=== Provided material ===

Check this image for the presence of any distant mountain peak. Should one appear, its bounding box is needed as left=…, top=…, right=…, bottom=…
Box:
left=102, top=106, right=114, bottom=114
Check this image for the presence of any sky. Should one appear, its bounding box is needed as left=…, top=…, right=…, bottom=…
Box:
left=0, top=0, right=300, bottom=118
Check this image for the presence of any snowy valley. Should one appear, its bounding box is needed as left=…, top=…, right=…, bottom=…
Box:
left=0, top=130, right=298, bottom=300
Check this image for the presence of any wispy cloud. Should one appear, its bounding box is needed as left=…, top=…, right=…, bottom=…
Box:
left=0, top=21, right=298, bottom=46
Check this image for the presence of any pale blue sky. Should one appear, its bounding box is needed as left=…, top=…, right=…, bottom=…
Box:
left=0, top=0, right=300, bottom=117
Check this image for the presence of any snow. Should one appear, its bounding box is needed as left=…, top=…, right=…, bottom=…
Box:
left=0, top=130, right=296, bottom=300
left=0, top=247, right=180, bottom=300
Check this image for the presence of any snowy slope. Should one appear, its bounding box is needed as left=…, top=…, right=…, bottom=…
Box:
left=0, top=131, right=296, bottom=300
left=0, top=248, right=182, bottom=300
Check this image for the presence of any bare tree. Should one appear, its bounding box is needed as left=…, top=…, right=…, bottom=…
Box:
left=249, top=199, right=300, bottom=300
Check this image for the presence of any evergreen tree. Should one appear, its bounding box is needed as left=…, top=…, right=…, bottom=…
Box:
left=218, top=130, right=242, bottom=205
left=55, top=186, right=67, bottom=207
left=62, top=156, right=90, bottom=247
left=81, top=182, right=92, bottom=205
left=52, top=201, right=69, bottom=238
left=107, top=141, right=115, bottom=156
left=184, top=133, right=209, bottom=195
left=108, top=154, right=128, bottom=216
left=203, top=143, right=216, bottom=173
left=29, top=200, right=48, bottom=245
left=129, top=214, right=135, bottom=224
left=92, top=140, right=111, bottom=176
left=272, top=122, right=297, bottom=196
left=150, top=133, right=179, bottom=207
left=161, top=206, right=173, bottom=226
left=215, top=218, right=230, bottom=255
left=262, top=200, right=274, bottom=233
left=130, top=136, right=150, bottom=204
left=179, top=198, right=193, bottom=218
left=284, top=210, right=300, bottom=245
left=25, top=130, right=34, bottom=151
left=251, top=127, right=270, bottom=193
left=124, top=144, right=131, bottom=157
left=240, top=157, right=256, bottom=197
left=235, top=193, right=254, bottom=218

===

Short task
Write out each of these lines again with no changes.

Task result
Check this image for the presence of any distant mountain peak. Should one appear, its bounding box is needed as left=…, top=…, right=…, bottom=…
Box:
left=102, top=106, right=114, bottom=114
Check this image for the presence of any sky. Should one appear, its bounding box is needed as left=…, top=…, right=…, bottom=…
Box:
left=0, top=0, right=300, bottom=118
Check this image for the presence of any snowy valley. Should one appear, its bounding box is needed as left=…, top=…, right=…, bottom=…
Box:
left=0, top=130, right=298, bottom=300
Check this image for the presence of any wispy cloud. Should one appear, its bounding box is needed as left=…, top=…, right=…, bottom=…
Box:
left=0, top=21, right=298, bottom=46
Check this image for the presence of any pale blue sky. Should one appear, its bounding box is needed as left=…, top=…, right=…, bottom=…
Box:
left=0, top=0, right=300, bottom=117
Check this image for the presence of any snow. Should one appear, its bounding box is needed as left=…, top=…, right=…, bottom=…
Box:
left=0, top=130, right=296, bottom=300
left=0, top=247, right=180, bottom=300
Check this image for the presence of any snowy slope. Should one appear, its bounding box is needed as left=…, top=…, right=…, bottom=…
Box:
left=0, top=131, right=296, bottom=300
left=0, top=248, right=182, bottom=300
Check this image for the presence of any bare tree. Should one appear, its bounding box is needed as left=…, top=…, right=…, bottom=…
Box:
left=249, top=199, right=300, bottom=300
Check this image for the presence of any evergreen tree. Should one appear, its bounding box is needed as left=…, top=…, right=…, bottom=…
Box:
left=218, top=130, right=242, bottom=205
left=55, top=186, right=67, bottom=207
left=62, top=156, right=90, bottom=247
left=81, top=182, right=92, bottom=205
left=52, top=201, right=69, bottom=238
left=107, top=141, right=115, bottom=156
left=184, top=133, right=209, bottom=195
left=108, top=154, right=128, bottom=216
left=203, top=143, right=216, bottom=173
left=29, top=200, right=48, bottom=245
left=129, top=214, right=135, bottom=224
left=92, top=140, right=111, bottom=176
left=272, top=122, right=297, bottom=196
left=150, top=133, right=179, bottom=207
left=161, top=206, right=173, bottom=226
left=215, top=218, right=230, bottom=255
left=262, top=200, right=274, bottom=233
left=130, top=136, right=150, bottom=204
left=179, top=198, right=193, bottom=218
left=284, top=210, right=300, bottom=245
left=25, top=130, right=34, bottom=151
left=251, top=127, right=270, bottom=193
left=124, top=144, right=131, bottom=157
left=240, top=157, right=256, bottom=197
left=235, top=193, right=254, bottom=218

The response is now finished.